Photo-based referring expression data:
*** Begin section ***
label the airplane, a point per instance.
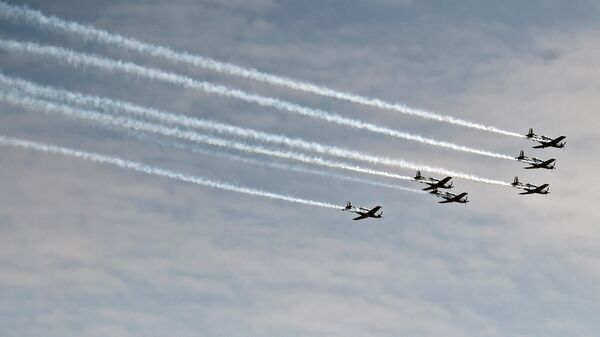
(536, 163)
(432, 182)
(364, 212)
(451, 197)
(546, 141)
(530, 188)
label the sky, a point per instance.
(88, 249)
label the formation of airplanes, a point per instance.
(434, 185)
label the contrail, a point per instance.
(81, 59)
(107, 104)
(181, 134)
(136, 166)
(271, 164)
(101, 36)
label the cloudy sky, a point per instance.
(94, 250)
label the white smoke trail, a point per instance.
(181, 134)
(271, 164)
(127, 164)
(104, 103)
(81, 59)
(115, 106)
(91, 33)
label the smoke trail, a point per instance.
(101, 36)
(81, 59)
(270, 164)
(126, 164)
(187, 135)
(228, 129)
(114, 106)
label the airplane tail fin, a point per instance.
(418, 176)
(530, 133)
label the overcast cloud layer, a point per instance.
(94, 250)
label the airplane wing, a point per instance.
(438, 184)
(455, 199)
(460, 196)
(373, 211)
(444, 181)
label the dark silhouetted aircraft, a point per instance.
(432, 182)
(536, 163)
(364, 212)
(451, 197)
(531, 188)
(546, 141)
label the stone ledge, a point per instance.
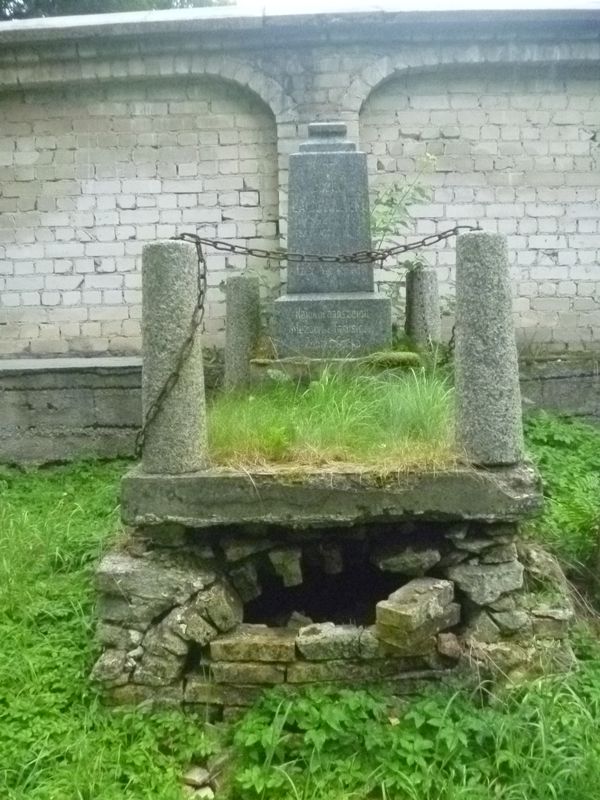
(318, 499)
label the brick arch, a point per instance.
(242, 73)
(383, 69)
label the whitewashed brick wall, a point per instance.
(108, 143)
(87, 176)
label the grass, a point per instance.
(399, 421)
(567, 452)
(58, 742)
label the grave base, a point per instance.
(208, 615)
(331, 324)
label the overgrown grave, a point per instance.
(237, 578)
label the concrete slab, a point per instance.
(300, 500)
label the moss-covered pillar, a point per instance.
(175, 439)
(488, 399)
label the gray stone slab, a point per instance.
(328, 212)
(488, 399)
(336, 325)
(242, 328)
(176, 437)
(301, 500)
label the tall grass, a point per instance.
(400, 420)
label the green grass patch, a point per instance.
(567, 453)
(57, 741)
(537, 742)
(398, 421)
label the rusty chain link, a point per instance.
(359, 257)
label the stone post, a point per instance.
(488, 398)
(242, 328)
(422, 323)
(176, 438)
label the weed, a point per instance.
(56, 738)
(400, 420)
(567, 453)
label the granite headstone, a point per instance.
(330, 308)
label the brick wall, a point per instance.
(518, 154)
(109, 139)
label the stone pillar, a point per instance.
(488, 398)
(330, 309)
(176, 438)
(422, 323)
(242, 328)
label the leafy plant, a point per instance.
(57, 740)
(567, 453)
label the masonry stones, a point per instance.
(242, 328)
(488, 398)
(330, 309)
(175, 440)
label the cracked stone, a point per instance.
(245, 580)
(483, 629)
(287, 563)
(221, 605)
(111, 669)
(485, 583)
(255, 643)
(325, 641)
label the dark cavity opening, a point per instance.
(348, 597)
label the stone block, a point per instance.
(242, 328)
(287, 563)
(396, 642)
(331, 558)
(422, 320)
(237, 549)
(514, 621)
(350, 671)
(405, 559)
(343, 324)
(221, 605)
(251, 673)
(420, 602)
(112, 668)
(217, 497)
(485, 583)
(482, 628)
(244, 578)
(140, 589)
(325, 641)
(255, 643)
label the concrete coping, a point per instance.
(320, 498)
(270, 15)
(20, 365)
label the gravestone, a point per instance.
(330, 309)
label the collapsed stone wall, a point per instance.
(213, 617)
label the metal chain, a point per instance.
(182, 355)
(359, 257)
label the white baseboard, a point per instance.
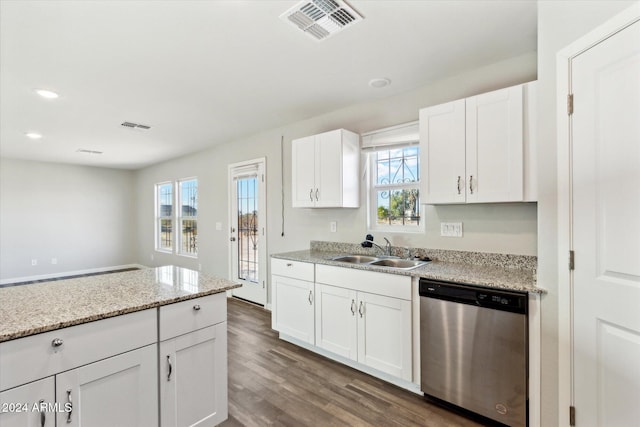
(67, 274)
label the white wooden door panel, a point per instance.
(303, 172)
(494, 147)
(606, 230)
(30, 405)
(442, 147)
(384, 334)
(336, 327)
(120, 390)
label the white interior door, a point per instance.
(605, 153)
(248, 230)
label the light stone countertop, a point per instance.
(491, 276)
(41, 307)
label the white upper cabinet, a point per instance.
(325, 170)
(479, 149)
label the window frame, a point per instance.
(159, 217)
(373, 187)
(176, 218)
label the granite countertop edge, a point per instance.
(21, 328)
(495, 277)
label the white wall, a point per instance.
(504, 228)
(559, 24)
(83, 216)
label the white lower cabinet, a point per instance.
(28, 405)
(193, 378)
(293, 299)
(193, 365)
(120, 390)
(374, 330)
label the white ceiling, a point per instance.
(208, 72)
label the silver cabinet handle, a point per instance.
(70, 406)
(43, 417)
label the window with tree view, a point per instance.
(164, 216)
(395, 182)
(188, 216)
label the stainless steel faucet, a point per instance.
(370, 243)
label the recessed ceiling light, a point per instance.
(33, 135)
(47, 93)
(379, 82)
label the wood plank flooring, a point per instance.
(272, 382)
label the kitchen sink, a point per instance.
(355, 259)
(403, 264)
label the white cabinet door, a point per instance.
(293, 308)
(336, 327)
(442, 153)
(30, 405)
(384, 334)
(329, 169)
(193, 378)
(120, 390)
(494, 146)
(303, 159)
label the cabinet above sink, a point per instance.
(325, 170)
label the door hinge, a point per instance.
(572, 415)
(572, 260)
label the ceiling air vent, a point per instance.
(131, 125)
(320, 19)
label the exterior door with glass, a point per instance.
(248, 230)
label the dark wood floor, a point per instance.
(272, 382)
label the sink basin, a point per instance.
(356, 259)
(404, 264)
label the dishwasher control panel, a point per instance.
(515, 302)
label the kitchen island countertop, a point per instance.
(498, 277)
(40, 307)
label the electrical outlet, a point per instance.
(451, 229)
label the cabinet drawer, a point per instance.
(293, 269)
(187, 316)
(34, 357)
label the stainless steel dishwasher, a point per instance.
(474, 349)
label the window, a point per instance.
(185, 217)
(164, 217)
(394, 179)
(188, 216)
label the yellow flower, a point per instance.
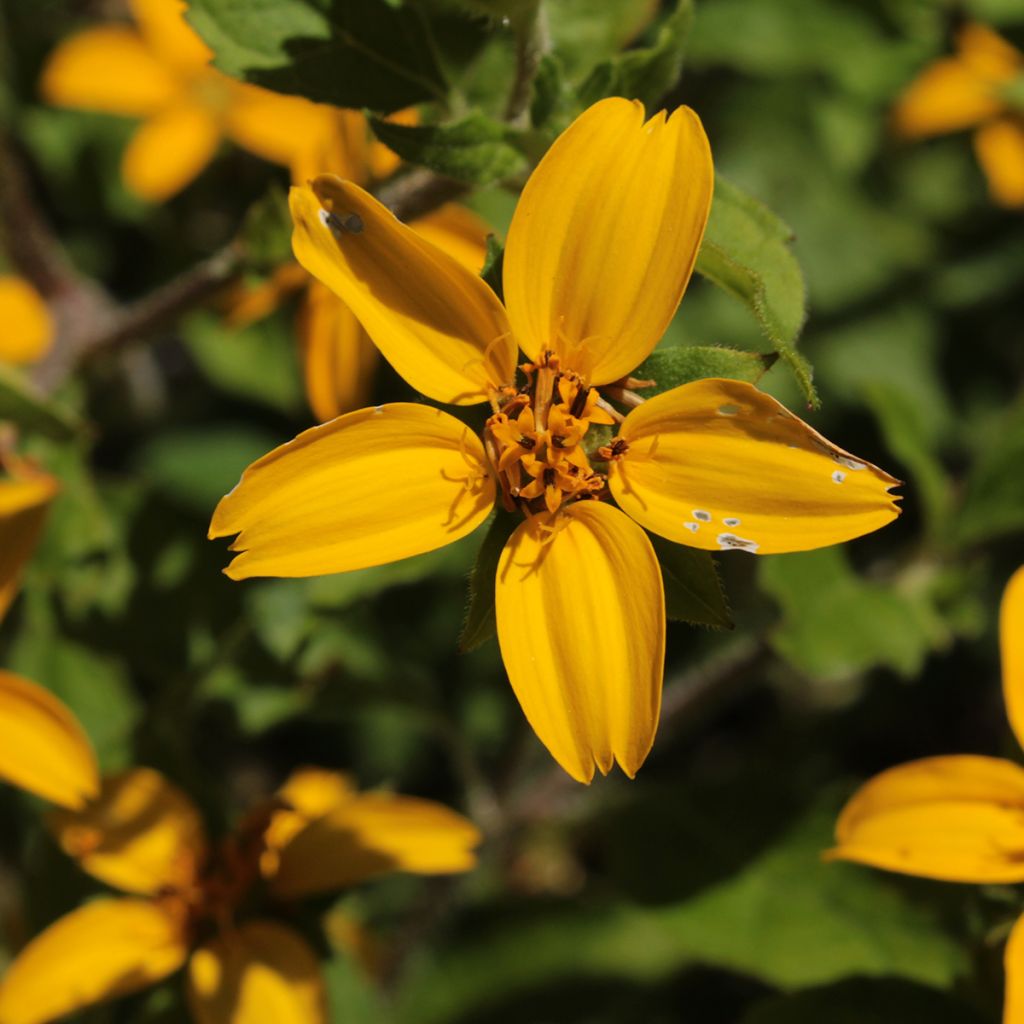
(25, 500)
(966, 91)
(141, 835)
(339, 359)
(26, 325)
(161, 73)
(599, 252)
(957, 818)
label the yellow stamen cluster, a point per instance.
(536, 439)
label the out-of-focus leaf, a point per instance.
(747, 251)
(993, 501)
(787, 920)
(584, 32)
(645, 74)
(20, 403)
(475, 150)
(266, 231)
(197, 467)
(352, 53)
(837, 625)
(259, 361)
(480, 624)
(693, 592)
(880, 1000)
(93, 684)
(680, 365)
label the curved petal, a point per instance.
(273, 126)
(366, 488)
(109, 69)
(947, 96)
(435, 322)
(168, 34)
(43, 749)
(581, 623)
(256, 973)
(24, 504)
(459, 231)
(999, 147)
(719, 465)
(169, 151)
(27, 329)
(141, 835)
(1013, 963)
(1012, 650)
(374, 834)
(102, 950)
(958, 818)
(338, 357)
(605, 236)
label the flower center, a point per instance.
(538, 439)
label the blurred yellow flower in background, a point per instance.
(956, 818)
(25, 499)
(601, 247)
(162, 73)
(966, 91)
(26, 325)
(138, 833)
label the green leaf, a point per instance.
(645, 74)
(993, 501)
(475, 150)
(837, 625)
(670, 368)
(693, 592)
(880, 1000)
(357, 53)
(259, 361)
(266, 231)
(23, 404)
(747, 252)
(480, 624)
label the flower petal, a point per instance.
(459, 231)
(1012, 650)
(1013, 963)
(274, 126)
(958, 818)
(605, 237)
(141, 835)
(168, 34)
(258, 972)
(109, 69)
(24, 503)
(169, 151)
(581, 623)
(102, 950)
(338, 357)
(366, 488)
(435, 322)
(999, 148)
(719, 465)
(42, 747)
(28, 328)
(374, 834)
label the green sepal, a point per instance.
(747, 252)
(693, 592)
(480, 622)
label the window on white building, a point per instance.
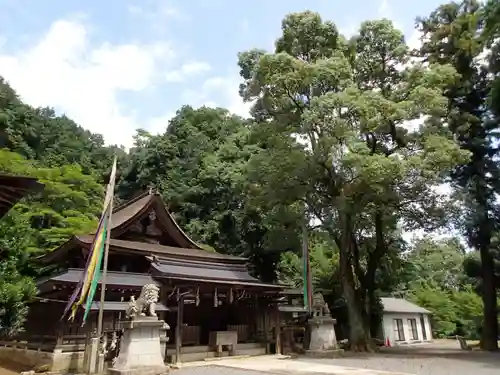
(398, 329)
(413, 329)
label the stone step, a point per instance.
(200, 356)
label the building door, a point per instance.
(422, 323)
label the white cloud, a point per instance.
(158, 125)
(189, 69)
(63, 70)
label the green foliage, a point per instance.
(69, 204)
(332, 122)
(324, 262)
(38, 134)
(15, 288)
(329, 142)
(465, 35)
(199, 166)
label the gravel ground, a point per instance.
(215, 370)
(442, 358)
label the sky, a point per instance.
(115, 66)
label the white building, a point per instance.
(404, 322)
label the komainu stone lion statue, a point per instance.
(319, 306)
(145, 304)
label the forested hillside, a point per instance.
(331, 143)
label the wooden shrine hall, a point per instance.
(202, 293)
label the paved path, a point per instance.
(443, 358)
(273, 365)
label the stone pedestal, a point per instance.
(140, 350)
(322, 339)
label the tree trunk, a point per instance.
(359, 333)
(489, 334)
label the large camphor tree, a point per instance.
(334, 123)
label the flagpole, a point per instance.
(305, 256)
(106, 250)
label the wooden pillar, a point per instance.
(178, 329)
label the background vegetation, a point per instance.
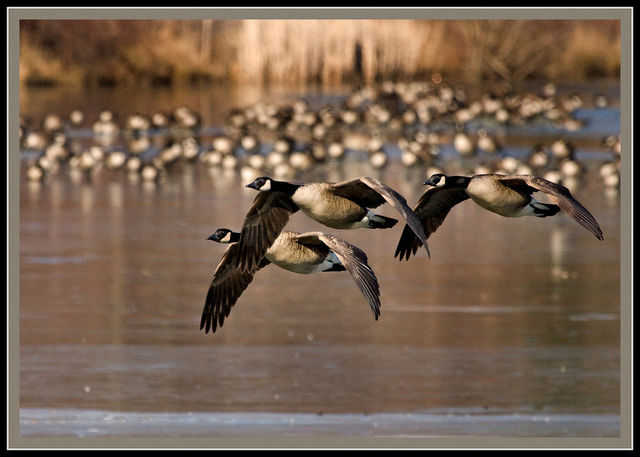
(133, 52)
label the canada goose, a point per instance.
(303, 253)
(506, 195)
(343, 205)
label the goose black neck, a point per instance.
(284, 187)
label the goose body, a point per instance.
(506, 195)
(345, 205)
(302, 253)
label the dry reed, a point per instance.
(314, 51)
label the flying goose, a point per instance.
(343, 205)
(506, 195)
(303, 253)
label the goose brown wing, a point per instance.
(432, 208)
(386, 193)
(560, 195)
(355, 261)
(360, 192)
(266, 218)
(227, 284)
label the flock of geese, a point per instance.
(348, 205)
(270, 145)
(419, 122)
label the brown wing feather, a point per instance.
(560, 195)
(355, 261)
(400, 204)
(432, 208)
(264, 221)
(227, 284)
(358, 191)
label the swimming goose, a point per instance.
(303, 253)
(343, 205)
(506, 195)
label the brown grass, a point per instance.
(94, 52)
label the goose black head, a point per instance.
(224, 236)
(436, 180)
(441, 180)
(262, 184)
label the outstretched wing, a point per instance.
(431, 210)
(355, 261)
(227, 285)
(560, 195)
(372, 190)
(267, 216)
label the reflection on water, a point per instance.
(509, 314)
(509, 321)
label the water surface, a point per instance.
(511, 329)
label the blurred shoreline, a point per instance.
(313, 52)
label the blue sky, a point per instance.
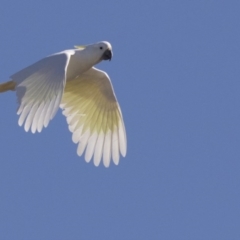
*** End section ***
-- Task details --
Extract, word for word, each line from the one that contains "label the goose black head, a" through the final line of the data above. Leave the pictures out.

-- Answer area --
label the goose black head, a point per instance.
(224, 236)
(436, 180)
(441, 180)
(262, 184)
label the outstretched wing, a point per instance.
(431, 210)
(355, 261)
(227, 285)
(560, 195)
(372, 190)
(267, 216)
label the reflection on water, a point per instance.
(509, 314)
(509, 321)
label the water surface, a point per instance.
(511, 329)
label the blurred shoreline, a point per instance.
(313, 52)
label the blue sky, a point per instance.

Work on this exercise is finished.